Teaching and Social Media: A Small Success

On one of those summer vacation days, full of promise and possibility, I innocently added an item to my To Do list:  start a blog and post something mathematical every day.  I saw it mostly as an intellectual exercise, one that might potentially be of use to some of my students, and I figured I’d just try it out and see where it led.  A productive waste of time, I thought.

Somewhere along the way, I started seeing, and capturing, more and more Math Photos.  Compelled to find math to think and write about, I started seeing more math around me.  People liked the photos, and my camera became a regular companion.  I began thinking more visually, more creatively.  While visiting home, I caught some light slipping through the blinds and snapped a few photos like this:

Light Trapezoid 1

A few days later, I received a message on Twitter from a digital colleague.  Jim Wilder (@wilderlab), a math and science teacher in Alabama, had shown my photos to some of his fourth-grade students.  Inspired, they went around looking for their own quadrilaterals in the shadows.  He shared this photo with me.

### Task to carry out
Please answer from the post on teaching and social media: what grade were the students Jim Wilder showed the photos to?

### Stored data
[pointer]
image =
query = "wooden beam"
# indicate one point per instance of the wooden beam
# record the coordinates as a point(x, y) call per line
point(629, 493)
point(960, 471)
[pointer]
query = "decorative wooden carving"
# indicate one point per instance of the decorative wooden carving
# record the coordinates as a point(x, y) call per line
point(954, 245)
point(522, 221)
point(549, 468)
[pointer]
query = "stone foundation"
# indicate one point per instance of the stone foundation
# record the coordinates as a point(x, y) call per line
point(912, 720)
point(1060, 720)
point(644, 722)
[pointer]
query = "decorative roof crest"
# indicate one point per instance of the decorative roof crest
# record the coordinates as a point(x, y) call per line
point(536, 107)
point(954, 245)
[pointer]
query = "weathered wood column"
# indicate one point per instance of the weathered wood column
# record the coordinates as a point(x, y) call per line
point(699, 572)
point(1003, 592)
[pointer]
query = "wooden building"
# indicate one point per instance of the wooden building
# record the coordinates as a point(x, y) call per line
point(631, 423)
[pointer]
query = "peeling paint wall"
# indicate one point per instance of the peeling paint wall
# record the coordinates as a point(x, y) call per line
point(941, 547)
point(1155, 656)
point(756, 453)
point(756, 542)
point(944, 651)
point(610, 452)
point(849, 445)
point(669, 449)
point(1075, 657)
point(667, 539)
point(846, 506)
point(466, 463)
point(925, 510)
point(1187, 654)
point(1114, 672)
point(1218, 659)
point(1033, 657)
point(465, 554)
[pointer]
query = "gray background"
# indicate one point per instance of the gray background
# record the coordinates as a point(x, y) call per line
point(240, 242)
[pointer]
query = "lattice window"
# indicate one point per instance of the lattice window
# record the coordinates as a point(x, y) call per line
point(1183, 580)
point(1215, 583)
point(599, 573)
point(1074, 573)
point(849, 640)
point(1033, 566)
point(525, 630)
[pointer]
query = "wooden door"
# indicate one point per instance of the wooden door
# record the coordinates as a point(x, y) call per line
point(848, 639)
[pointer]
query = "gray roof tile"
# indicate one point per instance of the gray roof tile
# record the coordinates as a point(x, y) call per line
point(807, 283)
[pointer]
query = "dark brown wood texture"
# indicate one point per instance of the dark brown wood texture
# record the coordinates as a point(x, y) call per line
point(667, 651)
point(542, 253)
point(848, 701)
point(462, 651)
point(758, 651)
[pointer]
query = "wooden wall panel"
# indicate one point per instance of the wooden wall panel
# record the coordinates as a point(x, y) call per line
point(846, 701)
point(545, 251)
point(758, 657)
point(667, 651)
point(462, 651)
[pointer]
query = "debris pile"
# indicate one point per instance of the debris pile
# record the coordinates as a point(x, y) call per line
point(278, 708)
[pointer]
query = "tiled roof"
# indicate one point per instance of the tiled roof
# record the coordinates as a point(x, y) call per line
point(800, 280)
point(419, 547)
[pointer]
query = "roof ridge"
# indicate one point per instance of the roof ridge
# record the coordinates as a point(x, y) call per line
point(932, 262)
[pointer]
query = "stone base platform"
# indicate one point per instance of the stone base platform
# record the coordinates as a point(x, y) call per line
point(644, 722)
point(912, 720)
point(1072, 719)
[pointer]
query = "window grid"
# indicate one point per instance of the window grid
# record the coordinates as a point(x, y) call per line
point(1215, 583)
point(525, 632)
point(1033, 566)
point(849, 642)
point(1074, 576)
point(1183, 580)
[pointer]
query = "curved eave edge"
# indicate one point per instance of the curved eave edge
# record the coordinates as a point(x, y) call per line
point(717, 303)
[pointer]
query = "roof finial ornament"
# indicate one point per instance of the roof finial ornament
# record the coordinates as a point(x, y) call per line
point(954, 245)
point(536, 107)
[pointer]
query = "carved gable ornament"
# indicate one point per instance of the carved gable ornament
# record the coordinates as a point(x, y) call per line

### Answer to the problem
Fourth grade.